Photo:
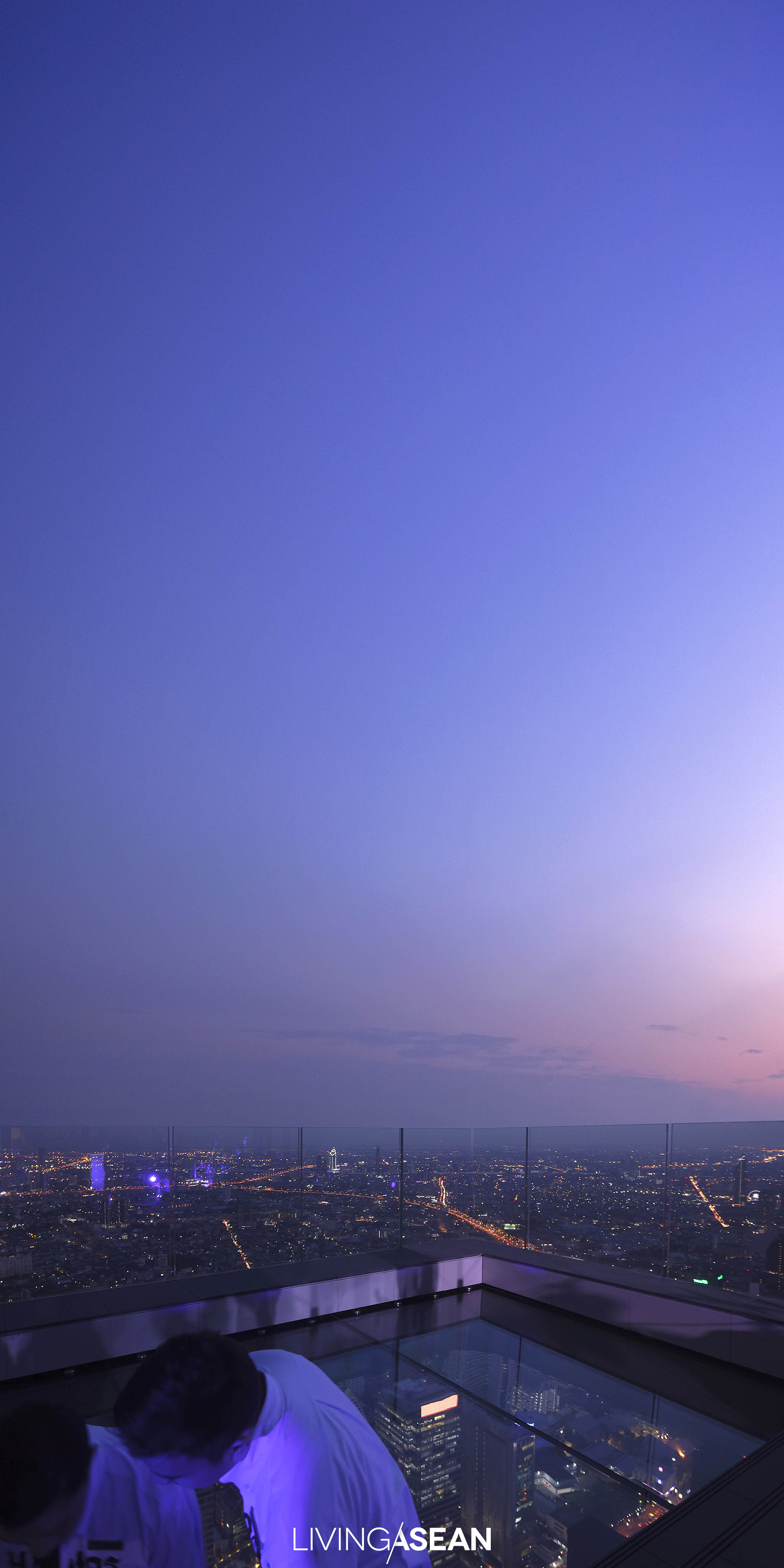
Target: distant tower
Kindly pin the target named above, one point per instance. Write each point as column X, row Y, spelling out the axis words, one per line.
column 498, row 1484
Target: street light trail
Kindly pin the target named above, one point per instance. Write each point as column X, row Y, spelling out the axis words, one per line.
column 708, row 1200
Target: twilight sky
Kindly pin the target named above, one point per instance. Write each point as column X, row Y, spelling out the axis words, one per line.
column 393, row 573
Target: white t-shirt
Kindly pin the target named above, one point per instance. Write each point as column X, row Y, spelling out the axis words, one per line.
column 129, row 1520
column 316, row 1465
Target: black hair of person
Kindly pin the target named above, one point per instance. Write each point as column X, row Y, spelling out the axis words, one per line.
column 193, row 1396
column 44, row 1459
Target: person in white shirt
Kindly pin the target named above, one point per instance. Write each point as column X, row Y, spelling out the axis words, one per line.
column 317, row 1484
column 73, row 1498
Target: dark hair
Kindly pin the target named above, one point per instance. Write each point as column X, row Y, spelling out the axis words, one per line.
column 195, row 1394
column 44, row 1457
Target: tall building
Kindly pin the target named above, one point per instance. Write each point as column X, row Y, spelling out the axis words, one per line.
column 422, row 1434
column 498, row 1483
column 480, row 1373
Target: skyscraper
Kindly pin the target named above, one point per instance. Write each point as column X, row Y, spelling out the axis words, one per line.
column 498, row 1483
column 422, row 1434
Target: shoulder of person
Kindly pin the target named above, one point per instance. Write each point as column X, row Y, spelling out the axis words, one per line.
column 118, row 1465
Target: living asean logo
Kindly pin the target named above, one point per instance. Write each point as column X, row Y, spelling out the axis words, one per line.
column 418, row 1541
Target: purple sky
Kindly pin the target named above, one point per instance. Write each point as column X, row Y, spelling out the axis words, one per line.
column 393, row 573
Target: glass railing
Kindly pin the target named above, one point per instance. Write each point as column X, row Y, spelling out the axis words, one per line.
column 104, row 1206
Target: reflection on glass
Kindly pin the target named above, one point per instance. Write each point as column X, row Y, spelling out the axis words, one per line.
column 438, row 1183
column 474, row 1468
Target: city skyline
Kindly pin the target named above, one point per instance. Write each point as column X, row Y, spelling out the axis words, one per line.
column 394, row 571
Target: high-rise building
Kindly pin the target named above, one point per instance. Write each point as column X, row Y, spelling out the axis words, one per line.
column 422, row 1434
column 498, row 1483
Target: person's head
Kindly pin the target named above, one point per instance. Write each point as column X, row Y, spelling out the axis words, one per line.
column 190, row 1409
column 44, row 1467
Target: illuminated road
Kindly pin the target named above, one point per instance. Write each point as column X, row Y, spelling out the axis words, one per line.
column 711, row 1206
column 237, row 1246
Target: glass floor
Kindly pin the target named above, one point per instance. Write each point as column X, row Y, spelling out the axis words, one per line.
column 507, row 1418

----------------

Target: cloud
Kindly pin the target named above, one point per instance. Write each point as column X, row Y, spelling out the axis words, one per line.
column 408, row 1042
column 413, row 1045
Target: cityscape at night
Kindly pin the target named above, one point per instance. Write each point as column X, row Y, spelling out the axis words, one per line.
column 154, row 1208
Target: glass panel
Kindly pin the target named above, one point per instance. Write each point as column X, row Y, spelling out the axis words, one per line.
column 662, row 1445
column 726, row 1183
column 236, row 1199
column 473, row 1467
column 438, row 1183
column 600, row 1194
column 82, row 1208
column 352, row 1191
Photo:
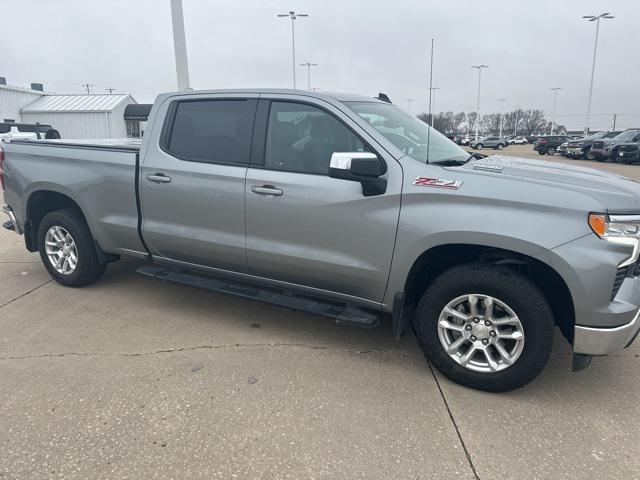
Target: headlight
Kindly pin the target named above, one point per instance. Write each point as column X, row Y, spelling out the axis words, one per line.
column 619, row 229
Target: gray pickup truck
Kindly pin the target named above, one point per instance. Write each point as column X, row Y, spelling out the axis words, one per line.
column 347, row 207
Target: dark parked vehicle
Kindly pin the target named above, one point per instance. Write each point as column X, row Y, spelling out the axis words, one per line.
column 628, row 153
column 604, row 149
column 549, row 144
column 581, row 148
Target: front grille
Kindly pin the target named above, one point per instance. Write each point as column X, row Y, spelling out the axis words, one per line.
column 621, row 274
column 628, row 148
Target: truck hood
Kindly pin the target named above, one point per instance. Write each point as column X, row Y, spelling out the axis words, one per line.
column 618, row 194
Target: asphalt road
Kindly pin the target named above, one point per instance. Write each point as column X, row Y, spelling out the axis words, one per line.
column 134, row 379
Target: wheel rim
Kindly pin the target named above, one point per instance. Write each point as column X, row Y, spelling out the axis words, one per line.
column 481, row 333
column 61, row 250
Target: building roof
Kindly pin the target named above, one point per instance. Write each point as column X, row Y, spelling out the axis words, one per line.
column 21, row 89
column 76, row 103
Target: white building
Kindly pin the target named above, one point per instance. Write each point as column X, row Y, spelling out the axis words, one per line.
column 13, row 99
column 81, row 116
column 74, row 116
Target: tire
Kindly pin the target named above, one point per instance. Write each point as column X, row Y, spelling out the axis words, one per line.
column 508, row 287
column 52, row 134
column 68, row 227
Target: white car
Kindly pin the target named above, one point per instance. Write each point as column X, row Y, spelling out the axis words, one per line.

----------------

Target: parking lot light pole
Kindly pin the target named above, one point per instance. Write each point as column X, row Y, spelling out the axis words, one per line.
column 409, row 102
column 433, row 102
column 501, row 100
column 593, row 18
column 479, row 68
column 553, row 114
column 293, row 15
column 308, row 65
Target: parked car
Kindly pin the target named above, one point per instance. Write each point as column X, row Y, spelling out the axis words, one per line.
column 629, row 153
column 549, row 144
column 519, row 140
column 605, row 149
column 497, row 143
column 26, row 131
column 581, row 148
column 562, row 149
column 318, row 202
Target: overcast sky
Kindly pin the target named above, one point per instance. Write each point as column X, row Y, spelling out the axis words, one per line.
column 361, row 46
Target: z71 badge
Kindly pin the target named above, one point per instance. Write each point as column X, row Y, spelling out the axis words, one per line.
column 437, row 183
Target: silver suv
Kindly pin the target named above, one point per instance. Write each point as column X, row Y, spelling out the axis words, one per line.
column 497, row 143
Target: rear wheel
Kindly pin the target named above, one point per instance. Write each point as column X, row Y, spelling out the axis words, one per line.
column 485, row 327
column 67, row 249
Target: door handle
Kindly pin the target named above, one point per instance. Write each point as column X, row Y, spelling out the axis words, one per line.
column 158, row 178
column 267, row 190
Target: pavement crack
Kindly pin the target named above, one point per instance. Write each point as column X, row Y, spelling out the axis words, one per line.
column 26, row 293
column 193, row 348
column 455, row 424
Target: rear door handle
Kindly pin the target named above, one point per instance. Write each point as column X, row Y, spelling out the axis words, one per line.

----------------

Prompt —
Copy the stretch of the records from the line containing "Target: silver suv" through the line containing "column 267, row 190", both included, reproducing every line without alteration.

Response to the exercise —
Target: silver suv
Kindly pin the target named above, one point per instance. Write each point as column X, row Y, spelling out the axis words, one per line.
column 497, row 143
Target: rear wheel
Kindly pin the target named above, one point per instance. Write each point as column X, row Y, spelling out the axis words, one per line.
column 485, row 327
column 67, row 249
Target: door handle
Kindly pin the target named above, one point per instance. Write each point as column X, row Y, spelling out the axis words, one per line.
column 158, row 178
column 267, row 190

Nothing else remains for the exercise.